**SHORT PROBLEM:**
Please print every entry below word for word, in the same order, leaving out the picture.

**GIVEN DATA:**
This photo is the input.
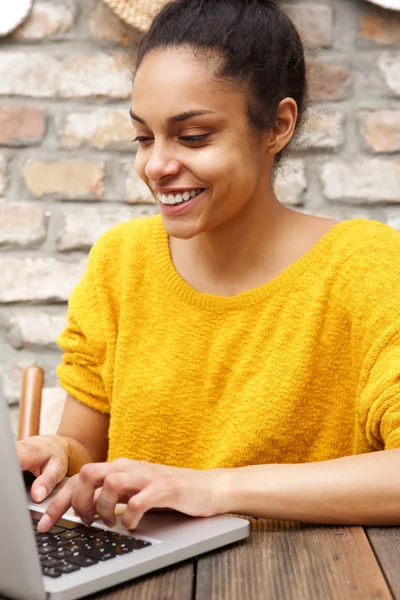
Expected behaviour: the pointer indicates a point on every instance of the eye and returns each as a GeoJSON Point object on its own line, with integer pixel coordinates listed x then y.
{"type": "Point", "coordinates": [192, 139]}
{"type": "Point", "coordinates": [142, 139]}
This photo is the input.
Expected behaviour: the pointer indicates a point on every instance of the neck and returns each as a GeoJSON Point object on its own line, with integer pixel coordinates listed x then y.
{"type": "Point", "coordinates": [238, 254]}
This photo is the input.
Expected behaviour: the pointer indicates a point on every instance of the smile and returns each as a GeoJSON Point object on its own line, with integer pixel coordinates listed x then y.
{"type": "Point", "coordinates": [178, 197]}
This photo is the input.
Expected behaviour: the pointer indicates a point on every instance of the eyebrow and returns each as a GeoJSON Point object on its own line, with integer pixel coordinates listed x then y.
{"type": "Point", "coordinates": [176, 118]}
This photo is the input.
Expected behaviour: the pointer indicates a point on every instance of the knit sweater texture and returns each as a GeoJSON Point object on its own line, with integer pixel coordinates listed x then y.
{"type": "Point", "coordinates": [304, 368]}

**SOLVED PROBLEM:**
This photo is the input.
Expected behaviour: the pointer indicates a point on every instance of the eye and returns each as a GeoJSON Point object on its own line, with integer pixel coordinates listed x then y.
{"type": "Point", "coordinates": [192, 139]}
{"type": "Point", "coordinates": [142, 139]}
This photo is the input.
Expected behaviour: the pointer indicates a point on every instance of the neck and returns each as a GeoJSON Point object on its own line, with integer pixel coordinates listed x then y.
{"type": "Point", "coordinates": [238, 254]}
This photo is the input.
Expected behaviour: the pointer indicates a point on every instance of the smile and returns each as a GeoJSON Point object on its own line, with integer pixel coordinates listed x then y.
{"type": "Point", "coordinates": [178, 197]}
This photo is the input.
Expected behaviour: the pointer indicates a point on every instance of the eyebrow and returns each as a GeoJSON Point object on its own line, with integer pixel coordinates listed x then y.
{"type": "Point", "coordinates": [176, 118]}
This photo is the input.
Expected behaviour: the pointer indicates a point on every instance of the knit sweater texture and returns each as a GeoJSON Point object on its own line, with integer pixel coordinates listed x then y.
{"type": "Point", "coordinates": [304, 368]}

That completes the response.